Tasks to complete -
1. Name every place mentioned in the article on the Amy Giordano killing.
2. Carry on the article about the Amy Giordano killing, starting after its last sentence.

Source -
By: centraljersey.com
Staff photo by Phil McAuliffe
Rosario DiGirolamo, pictured here outside the Mercer County Courthouse in 2008, admitted Monday he killed Amy Giordano with a hammer.
Staff photo by Phil McAuliffe
The inside of Amy Giordano’s Mercer Street apartment during the time of her 2007 disappearance.
Staff photo by Phil McAuliffe
Amy Giordano’s Mercer Street Apartment was the scene of the grisly crime over three years ago.
Murder
8MURDER
Doug Carman
Staff Writer
TRENTON – After over three years of mystery surrounding the savage killing of Amy Giordano, it was a Google search that pushed her killer to confess to the crime.
On Monday, Rosario DiGirolamo admitted to killing Ms. Giordano with a hammer strike to the head in 2007 after prosecutors discovered a powerful piece of evidence on his computer last month.
Mr. DiGirolamo, 35, accepted a last-minute plea deal that softened what would have been a first-degree murder charge against him to aggravated manslaughter. He admitted to killing the 27-year-old Hightstown mother, his former mistress, just one day before jury selection was to begin for a trial that could have put him behind bars for the rest of his life.

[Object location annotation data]
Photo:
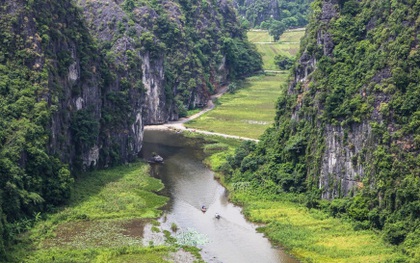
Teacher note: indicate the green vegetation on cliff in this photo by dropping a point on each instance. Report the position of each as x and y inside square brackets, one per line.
[103, 223]
[72, 89]
[347, 127]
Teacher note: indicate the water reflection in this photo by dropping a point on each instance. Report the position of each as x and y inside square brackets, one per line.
[190, 185]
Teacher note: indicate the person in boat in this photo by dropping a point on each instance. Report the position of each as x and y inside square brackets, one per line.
[156, 158]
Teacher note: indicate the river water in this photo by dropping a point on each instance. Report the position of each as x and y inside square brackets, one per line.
[190, 184]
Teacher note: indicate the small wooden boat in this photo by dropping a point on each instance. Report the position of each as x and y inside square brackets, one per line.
[155, 159]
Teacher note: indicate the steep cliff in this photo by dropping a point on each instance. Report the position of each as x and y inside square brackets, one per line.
[181, 46]
[349, 124]
[79, 82]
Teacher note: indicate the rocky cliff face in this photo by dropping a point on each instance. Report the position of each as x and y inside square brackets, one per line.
[77, 88]
[349, 111]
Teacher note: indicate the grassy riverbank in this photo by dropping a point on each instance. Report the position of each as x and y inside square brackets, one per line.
[288, 45]
[250, 110]
[311, 235]
[103, 222]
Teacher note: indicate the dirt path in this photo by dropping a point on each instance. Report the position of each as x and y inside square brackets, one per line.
[178, 125]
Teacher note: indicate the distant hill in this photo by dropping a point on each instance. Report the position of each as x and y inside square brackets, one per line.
[348, 128]
[260, 13]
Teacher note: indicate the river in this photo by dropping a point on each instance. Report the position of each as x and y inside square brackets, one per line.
[190, 184]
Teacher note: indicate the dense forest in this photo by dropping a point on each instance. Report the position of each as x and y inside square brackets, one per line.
[347, 129]
[264, 13]
[78, 81]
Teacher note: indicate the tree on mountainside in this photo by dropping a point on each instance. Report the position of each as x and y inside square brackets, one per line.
[276, 29]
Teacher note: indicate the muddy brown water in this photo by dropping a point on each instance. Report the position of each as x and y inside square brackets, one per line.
[190, 184]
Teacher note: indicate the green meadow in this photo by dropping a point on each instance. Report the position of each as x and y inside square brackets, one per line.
[288, 45]
[103, 221]
[248, 112]
[310, 235]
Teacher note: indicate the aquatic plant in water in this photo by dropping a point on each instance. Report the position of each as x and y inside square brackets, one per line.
[191, 237]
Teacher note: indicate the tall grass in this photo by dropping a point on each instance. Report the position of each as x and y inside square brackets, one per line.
[248, 112]
[103, 222]
[310, 235]
[288, 45]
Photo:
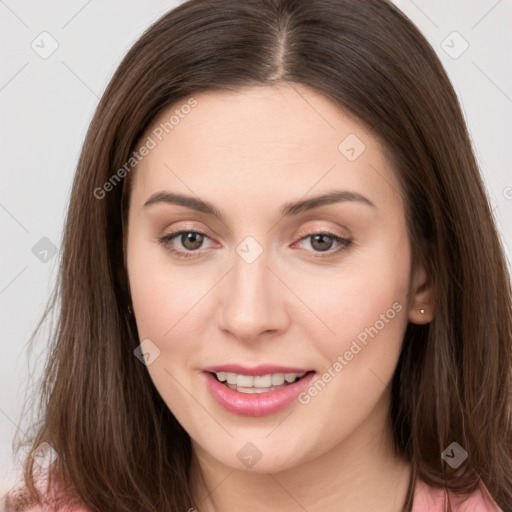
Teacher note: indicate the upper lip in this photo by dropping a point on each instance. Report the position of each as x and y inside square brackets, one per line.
[262, 369]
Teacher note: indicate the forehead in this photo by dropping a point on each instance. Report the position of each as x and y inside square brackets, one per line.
[261, 141]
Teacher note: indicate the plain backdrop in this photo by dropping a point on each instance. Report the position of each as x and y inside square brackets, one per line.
[55, 60]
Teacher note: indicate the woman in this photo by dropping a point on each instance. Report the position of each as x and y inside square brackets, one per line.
[281, 285]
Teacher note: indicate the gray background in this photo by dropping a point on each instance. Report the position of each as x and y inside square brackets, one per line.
[47, 103]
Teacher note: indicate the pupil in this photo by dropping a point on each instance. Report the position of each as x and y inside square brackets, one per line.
[321, 237]
[189, 239]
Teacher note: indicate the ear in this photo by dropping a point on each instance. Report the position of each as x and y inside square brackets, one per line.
[421, 297]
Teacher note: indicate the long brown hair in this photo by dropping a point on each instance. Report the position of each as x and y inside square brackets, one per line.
[119, 447]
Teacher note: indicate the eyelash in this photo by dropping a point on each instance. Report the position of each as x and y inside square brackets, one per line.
[344, 243]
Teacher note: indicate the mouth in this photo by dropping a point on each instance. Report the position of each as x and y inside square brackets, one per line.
[260, 394]
[255, 384]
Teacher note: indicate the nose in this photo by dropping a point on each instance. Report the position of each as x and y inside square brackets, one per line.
[253, 300]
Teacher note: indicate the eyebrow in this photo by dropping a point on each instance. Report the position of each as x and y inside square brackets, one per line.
[287, 210]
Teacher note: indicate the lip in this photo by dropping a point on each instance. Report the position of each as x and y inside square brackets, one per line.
[262, 369]
[257, 404]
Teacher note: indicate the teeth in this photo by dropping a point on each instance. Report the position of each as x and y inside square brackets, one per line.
[257, 383]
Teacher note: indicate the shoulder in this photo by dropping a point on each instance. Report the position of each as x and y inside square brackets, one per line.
[435, 499]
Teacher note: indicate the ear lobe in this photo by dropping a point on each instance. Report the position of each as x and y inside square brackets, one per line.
[421, 306]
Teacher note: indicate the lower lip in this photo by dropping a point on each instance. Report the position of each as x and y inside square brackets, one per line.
[255, 404]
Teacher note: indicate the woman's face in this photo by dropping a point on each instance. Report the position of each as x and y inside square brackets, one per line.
[275, 280]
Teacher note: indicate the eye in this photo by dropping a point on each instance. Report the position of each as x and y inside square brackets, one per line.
[190, 240]
[322, 242]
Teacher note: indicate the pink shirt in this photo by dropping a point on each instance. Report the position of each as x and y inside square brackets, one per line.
[426, 499]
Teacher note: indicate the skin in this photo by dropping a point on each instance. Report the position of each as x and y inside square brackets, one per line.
[248, 153]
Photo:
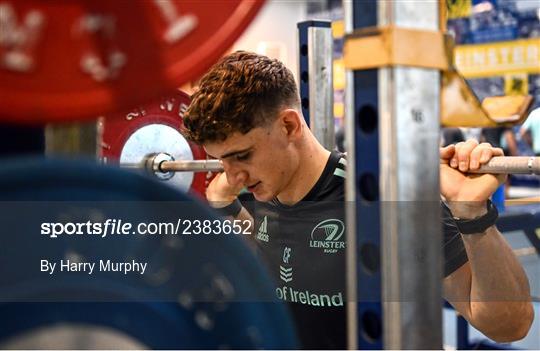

Answers in order -
1. Trenton; the Mercer County Courthouse; Amy Giordano's Mercer Street apartment; Hightstown.

2.
Mercer County Superior Court Judge Edward Neafsey denied defense attorney Jerome Ballarotto’s motion at Monday’s pretrial conference to suppress evidence that Mr. DiGirolamo made a Google search of the term "martial arts lethal blows to the back of the head" a week before Ms. Giordano’s June 2007 murder. The evidence was discovered last month.
Once that motion was denied, Mr. DiGirolamo accepted a plea for aggravated manslaughter, thus avoiding a first-degree murder charge that could have resulted in a 30-year minimum sentence.
Mr. DiGirolamo will instead be sentenced to 25 years in state prison on Feb. 3. As part of the deal, he is required to serve 85 percent of the sentence — about 21 years – before he is eligible for parole.
Jury selection was scheduled to begin Tuesday before he accepted the deal with prosecutors.
Judge Neafsey revoked Mr. DiGirolamo’s $1 million bail at the conclusion of Monday’s hearing and sent him out of the courtroom in handcuffs. He was transported to the Mercer County Correction Center, where he’ll stay until sentencing.
As he was being handcuffed, Mr. DiGirolamo, dressed in a gray suit, grimaced. He was silent as he walked out of the courtroom escorted by a pair of sheriffs.
Both Mr. Ballarotto and Assistant Prosecutor Al Garcia said the new Google evidence was a key factor in the defense’s decision.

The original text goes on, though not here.